⟨
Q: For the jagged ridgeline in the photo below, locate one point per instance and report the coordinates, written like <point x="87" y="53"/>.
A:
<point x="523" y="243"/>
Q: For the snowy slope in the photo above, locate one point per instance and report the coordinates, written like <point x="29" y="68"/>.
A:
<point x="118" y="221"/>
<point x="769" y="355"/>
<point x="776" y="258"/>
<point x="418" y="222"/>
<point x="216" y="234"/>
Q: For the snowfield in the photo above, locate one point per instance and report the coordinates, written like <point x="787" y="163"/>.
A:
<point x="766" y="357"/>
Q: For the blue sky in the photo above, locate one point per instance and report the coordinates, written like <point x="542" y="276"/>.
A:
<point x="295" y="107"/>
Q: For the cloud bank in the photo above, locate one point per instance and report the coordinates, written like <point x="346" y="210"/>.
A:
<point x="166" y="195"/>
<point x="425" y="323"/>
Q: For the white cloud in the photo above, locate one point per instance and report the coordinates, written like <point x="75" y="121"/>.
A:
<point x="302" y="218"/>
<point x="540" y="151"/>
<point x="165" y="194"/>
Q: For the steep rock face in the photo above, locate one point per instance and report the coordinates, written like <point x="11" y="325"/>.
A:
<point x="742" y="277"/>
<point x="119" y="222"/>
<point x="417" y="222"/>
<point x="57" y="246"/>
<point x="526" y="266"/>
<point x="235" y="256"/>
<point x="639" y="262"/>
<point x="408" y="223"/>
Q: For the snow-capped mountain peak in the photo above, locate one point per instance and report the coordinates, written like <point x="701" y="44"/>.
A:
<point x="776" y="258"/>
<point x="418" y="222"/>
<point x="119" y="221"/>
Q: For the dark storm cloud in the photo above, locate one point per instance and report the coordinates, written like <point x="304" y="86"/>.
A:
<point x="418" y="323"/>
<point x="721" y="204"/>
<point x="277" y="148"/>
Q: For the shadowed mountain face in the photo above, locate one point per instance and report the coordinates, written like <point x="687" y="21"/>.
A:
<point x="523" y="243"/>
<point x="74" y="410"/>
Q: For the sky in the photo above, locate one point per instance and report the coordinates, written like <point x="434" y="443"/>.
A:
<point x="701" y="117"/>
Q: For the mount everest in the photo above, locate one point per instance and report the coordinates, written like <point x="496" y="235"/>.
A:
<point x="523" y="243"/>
⟩
Should a line in the material contain "face", copy it.

Q: For the steep rock face in the photo above, locate one point per instance and report the coordinates, written like <point x="11" y="325"/>.
Q: For the shadowed mountain face in the photo above, locate one point per instance and report the coordinates, written like <point x="687" y="21"/>.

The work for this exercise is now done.